• _What you should do_
Without including any images, output the listing below exactly.

• _Records shown_
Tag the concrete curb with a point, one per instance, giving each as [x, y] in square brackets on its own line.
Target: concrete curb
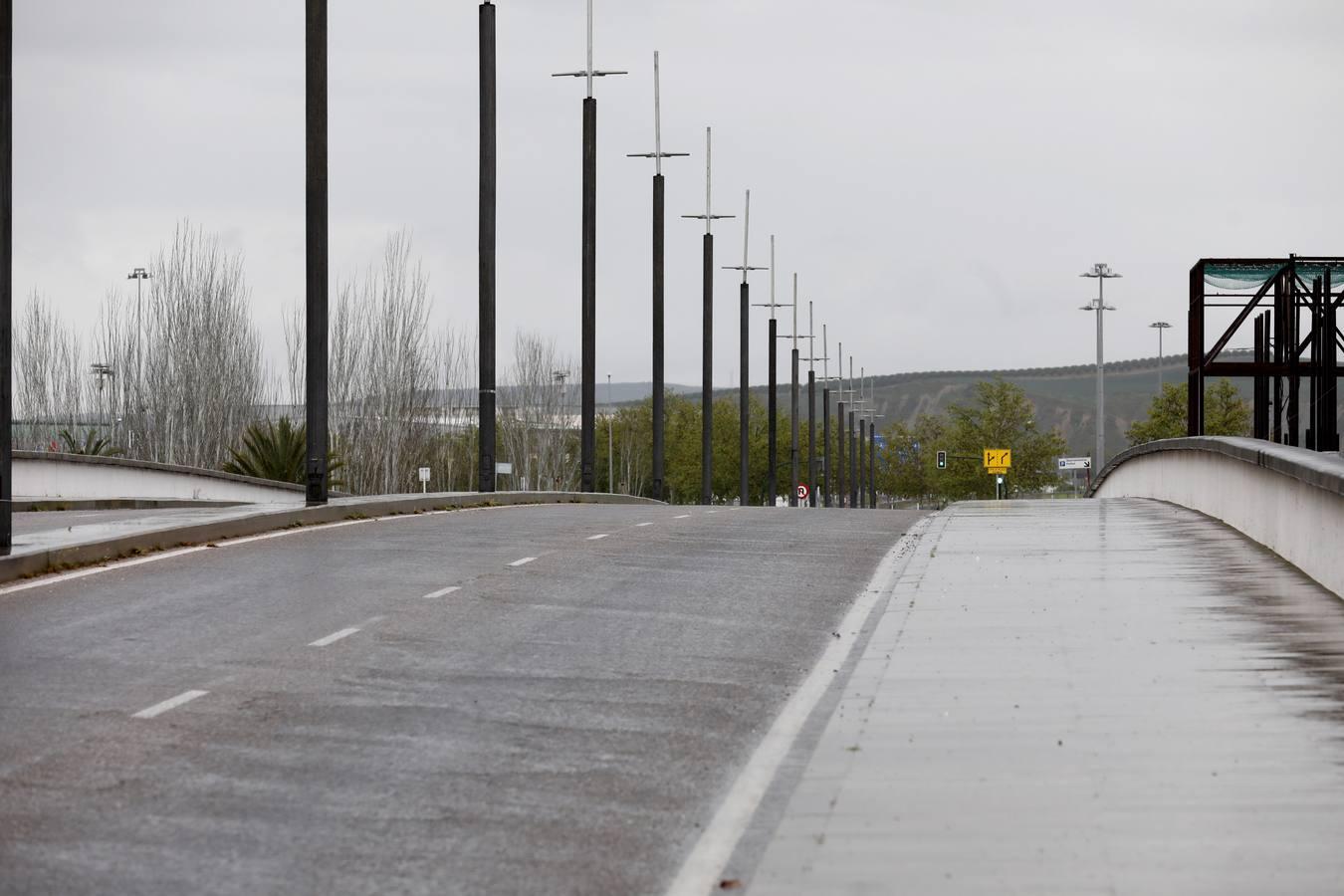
[272, 519]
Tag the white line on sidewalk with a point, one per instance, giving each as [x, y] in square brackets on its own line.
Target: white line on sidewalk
[702, 869]
[333, 638]
[160, 708]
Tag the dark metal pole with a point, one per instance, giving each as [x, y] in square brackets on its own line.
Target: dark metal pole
[744, 406]
[862, 470]
[6, 276]
[812, 438]
[872, 466]
[841, 452]
[825, 446]
[793, 434]
[587, 438]
[707, 377]
[315, 379]
[486, 249]
[772, 476]
[659, 414]
[707, 349]
[853, 464]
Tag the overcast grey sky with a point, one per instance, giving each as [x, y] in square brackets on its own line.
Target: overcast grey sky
[936, 171]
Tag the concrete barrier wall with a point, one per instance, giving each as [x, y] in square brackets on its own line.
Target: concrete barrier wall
[1290, 500]
[41, 474]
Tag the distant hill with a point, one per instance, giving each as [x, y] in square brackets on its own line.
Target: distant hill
[1064, 396]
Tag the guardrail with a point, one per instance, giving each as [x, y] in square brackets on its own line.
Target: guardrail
[1289, 500]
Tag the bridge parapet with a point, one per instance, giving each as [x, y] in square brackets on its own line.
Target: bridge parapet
[1289, 500]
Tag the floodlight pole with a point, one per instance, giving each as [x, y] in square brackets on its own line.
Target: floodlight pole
[853, 448]
[315, 320]
[6, 276]
[772, 399]
[812, 411]
[825, 418]
[707, 328]
[841, 445]
[1101, 273]
[587, 441]
[486, 253]
[744, 331]
[657, 156]
[1160, 327]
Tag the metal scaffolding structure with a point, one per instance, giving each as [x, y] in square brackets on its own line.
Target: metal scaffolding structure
[1293, 316]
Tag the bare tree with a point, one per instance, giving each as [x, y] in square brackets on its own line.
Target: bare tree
[50, 381]
[537, 416]
[188, 362]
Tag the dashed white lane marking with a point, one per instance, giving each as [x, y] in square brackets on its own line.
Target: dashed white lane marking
[333, 638]
[702, 869]
[160, 708]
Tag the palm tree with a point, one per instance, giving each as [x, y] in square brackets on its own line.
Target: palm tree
[275, 450]
[93, 445]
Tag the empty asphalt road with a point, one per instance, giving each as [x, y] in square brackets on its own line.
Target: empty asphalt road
[515, 700]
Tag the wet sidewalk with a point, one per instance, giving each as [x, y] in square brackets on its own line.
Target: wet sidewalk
[1112, 696]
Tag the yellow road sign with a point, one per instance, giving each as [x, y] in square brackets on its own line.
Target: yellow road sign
[998, 458]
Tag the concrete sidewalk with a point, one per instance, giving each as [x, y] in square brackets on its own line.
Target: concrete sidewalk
[1110, 696]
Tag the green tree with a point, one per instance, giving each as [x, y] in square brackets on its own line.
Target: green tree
[1001, 416]
[1226, 412]
[277, 452]
[92, 443]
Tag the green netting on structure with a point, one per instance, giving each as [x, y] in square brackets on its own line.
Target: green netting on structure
[1251, 277]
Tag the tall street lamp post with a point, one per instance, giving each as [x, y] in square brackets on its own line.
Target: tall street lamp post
[587, 439]
[745, 349]
[1101, 273]
[486, 254]
[657, 156]
[772, 398]
[707, 331]
[315, 320]
[1160, 327]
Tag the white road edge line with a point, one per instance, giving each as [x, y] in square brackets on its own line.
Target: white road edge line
[333, 638]
[705, 865]
[160, 708]
[248, 539]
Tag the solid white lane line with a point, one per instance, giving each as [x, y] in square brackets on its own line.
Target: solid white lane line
[334, 637]
[160, 708]
[703, 866]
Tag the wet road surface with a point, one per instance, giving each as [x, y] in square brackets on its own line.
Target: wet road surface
[1112, 696]
[522, 700]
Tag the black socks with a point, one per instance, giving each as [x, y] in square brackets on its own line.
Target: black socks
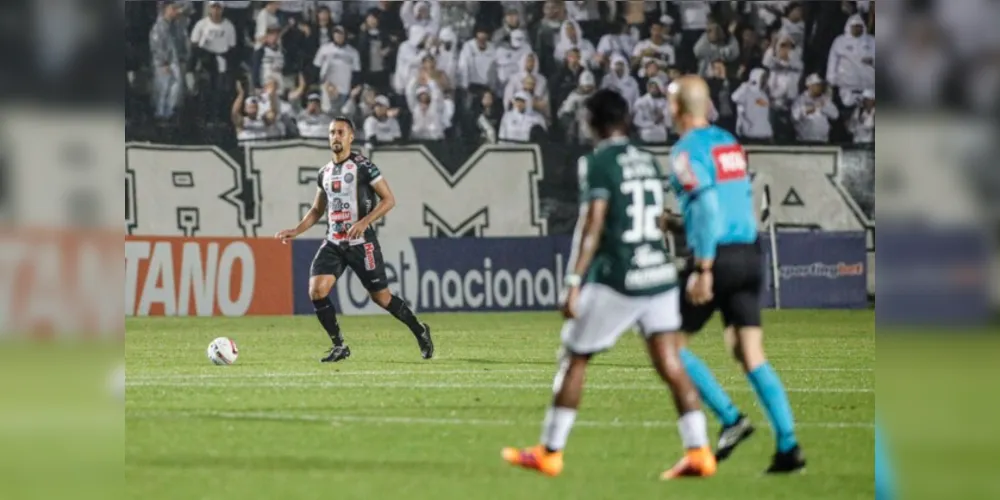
[402, 312]
[328, 318]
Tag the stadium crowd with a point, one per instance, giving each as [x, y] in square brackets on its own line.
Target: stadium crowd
[779, 71]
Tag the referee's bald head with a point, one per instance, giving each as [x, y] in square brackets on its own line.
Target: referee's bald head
[689, 97]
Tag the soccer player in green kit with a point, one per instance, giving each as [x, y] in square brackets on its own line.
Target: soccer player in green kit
[620, 275]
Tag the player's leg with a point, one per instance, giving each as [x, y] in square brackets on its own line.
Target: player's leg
[326, 267]
[884, 489]
[741, 311]
[736, 426]
[603, 315]
[366, 262]
[660, 324]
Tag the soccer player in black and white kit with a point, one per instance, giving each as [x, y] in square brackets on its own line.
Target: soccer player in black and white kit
[354, 196]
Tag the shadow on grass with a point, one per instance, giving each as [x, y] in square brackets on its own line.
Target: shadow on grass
[290, 463]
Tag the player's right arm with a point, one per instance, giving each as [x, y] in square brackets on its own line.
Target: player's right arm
[313, 216]
[595, 190]
[236, 113]
[702, 219]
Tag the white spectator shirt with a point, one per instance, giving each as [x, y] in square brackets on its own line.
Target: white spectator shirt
[796, 31]
[408, 14]
[625, 85]
[216, 38]
[574, 105]
[477, 66]
[862, 125]
[408, 58]
[264, 20]
[336, 9]
[846, 67]
[384, 131]
[565, 44]
[255, 129]
[272, 64]
[291, 6]
[664, 51]
[336, 64]
[516, 125]
[516, 84]
[313, 126]
[510, 61]
[812, 115]
[616, 44]
[447, 62]
[694, 14]
[428, 122]
[783, 83]
[753, 108]
[578, 11]
[652, 118]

• _Your solution_
Tag the concrete curb with a point, one per instance, giving each as [x, y] in square brackets on its own line.
Target: concrete curb
[272, 519]
Tag the white line on sidewalk with a point, one per instance, giving each as [x, y] in square brackets on its own line.
Target: white line on sidewalk
[702, 869]
[333, 638]
[160, 708]
Tag the dark metal pole with a point, one per instance, giving each as [x, y] in square brackets on its own line.
Target: dark metal pole
[744, 406]
[862, 470]
[6, 276]
[812, 438]
[872, 466]
[841, 452]
[825, 446]
[793, 434]
[587, 438]
[707, 377]
[315, 379]
[486, 249]
[772, 476]
[659, 414]
[707, 349]
[853, 464]
Tag the overcast grey sky with a point, one per instance, giving each as [x, y] in square brackets on its own line.
Target: overcast grey sky
[936, 171]
Tag the concrete barrier wall with a point, one per instance, giving each as [x, y] in square brackets on its own line.
Target: concrete barrier wall
[1290, 500]
[41, 474]
Tag the distant hill with a point, one per instance, giving each as [x, y] in square brackets on its own line.
Target: distant hill
[1064, 396]
Tag the guardrail with a point, one per instance, giving each as [x, y] in square brackets on its own line.
Target: guardrail
[1289, 500]
Tag the bridge parapet with a point, one per instance, giving each as [x, y] in square brackets on its own line.
Target: bridge parapet
[1289, 500]
Tag the floodlight pole with a point, one per instance, giving each as [x, y] in square brackets on its own line.
Target: floodlight pole
[853, 448]
[315, 320]
[6, 276]
[772, 399]
[812, 411]
[825, 418]
[707, 328]
[841, 445]
[1101, 273]
[587, 441]
[486, 253]
[744, 331]
[657, 156]
[1160, 327]
Tag the metal scaffolding structure with a point, one per instance, giving each as [x, y] in square brackets on its own line.
Target: metal scaffolding structure
[1293, 316]
Tag the bare tree with a point, one per instance, giving each as [x, y] in square brackets on its own line.
Target: bare tree
[50, 381]
[537, 416]
[188, 362]
Tag the dashed white lane marking with a point, one per instance, giving each as [x, y] in square brackets on its own line.
Target: dashed white lane marking
[333, 638]
[702, 869]
[160, 708]
Tag the palm tree with a point, one per instance, giving each as [x, y] in square brackets on its own line.
Target: palm tree
[275, 450]
[93, 445]
Tag the empty asphalt road with a point, one per instance, giving each as [x, y] in square brackets on its own line.
Target: empty asphalt road
[515, 700]
Tag the wet sidewalk with a point, one per instance, giving each as [x, y] in square brackets on its own line.
Target: wet sidewalk
[1112, 696]
Tag the yellow road sign with a point, one per instance, giving each as [x, y] in square brackets on its own line.
Target: yellow road sign
[998, 458]
Tag the concrete sidewalk with a point, one per instance, giving each as [x, y] in square brackets on its own line.
Target: concrete sidewalk
[1110, 696]
Tag the green tree with a point, one per instance, giving each as [x, y] in square brackets on its own line.
Target: green tree
[1001, 416]
[1226, 412]
[277, 452]
[92, 443]
Tag the green netting on structure with a point, one per instance, giving each as [x, y] in square brackets on its own line.
Target: green netting on structure
[1251, 277]
Tag the tall street lamp post with a point, one per instance, giving each as [x, y] in square brackets on its own line.
Target: tall street lamp post
[587, 439]
[745, 349]
[1101, 273]
[486, 254]
[657, 156]
[772, 398]
[707, 331]
[315, 320]
[1160, 327]
Tag the white road edge line with a point, one per instance, giving each as [x, y] in square brackets on its own line.
Target: white road edge line
[333, 638]
[705, 865]
[160, 708]
[248, 539]
Tag the solid white lane line with a point, one per instance, giving each as [x, y] in square brackets on its own line.
Target: solid white lane line
[334, 637]
[160, 708]
[703, 866]
Tag the wet road surface with a point, one per instance, giving each as [x, y] in square brackets on its own line.
Target: wet road surface
[1112, 696]
[522, 700]
Tag the black socks with a point, one per instance, giving each as [x, y] in square brackets on its own line.
Target: black socks
[402, 312]
[328, 318]
Tag the stadium crowd with a point, one per instance, giving each as [x, y] in square brackets on its own line.
Target: stadium crowd
[779, 71]
Tag the referee's bald head with a point, one per instance, giving each as [x, y] in square brackets on its own line.
Target: referee's bald head
[689, 97]
Tag the soccer player in green kit with a point, one per instance, giving each as [x, y] in square brackets on its own line.
Target: soccer player in green kit
[620, 275]
Tag the player's leg with a point, one per instance, giving each as [x, y] in square brackets on its own line.
Target: player's leg
[326, 267]
[884, 489]
[741, 311]
[736, 426]
[603, 315]
[366, 262]
[660, 324]
Tag the soccer player in black and white kit with a point, one per instance, giving each as [x, y] in square brackets on its own line.
Target: soccer player in black and white kit
[354, 196]
Tag the shadow on grass with a point, one per instance, giving each as [x, y] in square brackets on its own line.
Target: shadow on grass
[290, 463]
Tag the player's right arm with a point, one per instance, giving each as [x, y] in square brackets on its own line.
Target: player's right arm
[313, 216]
[595, 190]
[236, 113]
[702, 219]
Tag the white spectator shirt with a point, one per instance, giving each as [x, y] in square brackets on its own line.
Target: white spectator shirt
[796, 31]
[408, 14]
[625, 85]
[216, 38]
[574, 105]
[477, 66]
[862, 125]
[408, 58]
[264, 20]
[336, 9]
[846, 67]
[384, 131]
[565, 44]
[255, 129]
[272, 64]
[291, 6]
[664, 51]
[336, 64]
[516, 125]
[516, 84]
[313, 126]
[510, 61]
[812, 115]
[616, 44]
[447, 62]
[694, 14]
[428, 122]
[783, 83]
[753, 108]
[578, 11]
[652, 118]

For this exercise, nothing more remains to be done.